*Instruction*:
Rewrite the data below with each "in this photo" swapped for "in this image" and every other line left unchanged. Omit the pictures from your answer.

*Data provided*:
※

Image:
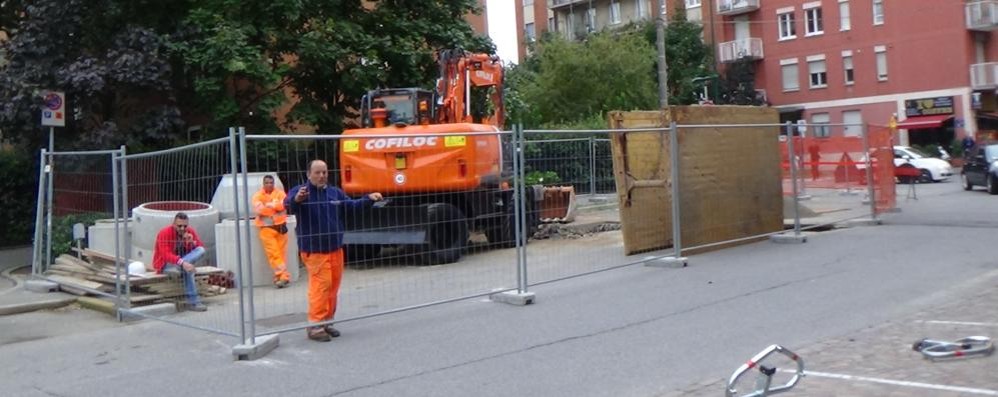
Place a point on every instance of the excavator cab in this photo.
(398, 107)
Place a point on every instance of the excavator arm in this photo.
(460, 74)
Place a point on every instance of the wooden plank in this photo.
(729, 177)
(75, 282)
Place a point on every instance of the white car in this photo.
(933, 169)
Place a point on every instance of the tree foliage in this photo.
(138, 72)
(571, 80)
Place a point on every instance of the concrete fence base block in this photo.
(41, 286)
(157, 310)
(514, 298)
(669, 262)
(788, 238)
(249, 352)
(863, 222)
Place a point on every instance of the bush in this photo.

※

*Result of this exercise*:
Image:
Place a point on every instance of the excavator cab in this image.
(398, 107)
Place a point on every instance of the excavator arm in this image.
(460, 74)
Place a point on every instance of the wooden plank in this image.
(729, 177)
(75, 282)
Place a point on every instance of the white car in this image.
(933, 169)
Place a point on every instance of the tree foliage in this image.
(138, 72)
(571, 80)
Place a point on every instance of the concrete fence base block in this image.
(41, 286)
(157, 310)
(514, 298)
(669, 262)
(788, 238)
(249, 352)
(863, 222)
Place a point on every instance of the bush in this image.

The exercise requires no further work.